## Given exercise
Please change "innermost point" to "central point" throughout the entries below, keeping everything else unchanged.

## Records provided
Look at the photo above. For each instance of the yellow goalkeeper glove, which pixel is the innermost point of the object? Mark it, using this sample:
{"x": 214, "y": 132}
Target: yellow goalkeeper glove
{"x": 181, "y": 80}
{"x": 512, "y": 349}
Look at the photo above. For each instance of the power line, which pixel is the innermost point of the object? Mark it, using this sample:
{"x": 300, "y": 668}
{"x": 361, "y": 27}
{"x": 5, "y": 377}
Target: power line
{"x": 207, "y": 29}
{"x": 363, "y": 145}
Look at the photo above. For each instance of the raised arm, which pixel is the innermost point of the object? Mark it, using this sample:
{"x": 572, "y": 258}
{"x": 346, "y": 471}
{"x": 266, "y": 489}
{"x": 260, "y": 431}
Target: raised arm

## Exercise response
Look at the photo above. For each instance of the yellow goalkeeper glove, which pixel is the central point of the object? Mark it, using this sample:
{"x": 214, "y": 132}
Target: yellow goalkeeper glove
{"x": 181, "y": 80}
{"x": 512, "y": 349}
Look at the photo above. For each instance of the power line, which pixel is the central point of the object? Mark it, using this sample:
{"x": 300, "y": 668}
{"x": 361, "y": 27}
{"x": 5, "y": 377}
Target: power line
{"x": 207, "y": 29}
{"x": 363, "y": 145}
Look at the photo above. For each instance of the raised arm, which pixel is the central point of the object? Mark it, using this sample:
{"x": 572, "y": 258}
{"x": 346, "y": 471}
{"x": 266, "y": 489}
{"x": 260, "y": 431}
Target: raised arm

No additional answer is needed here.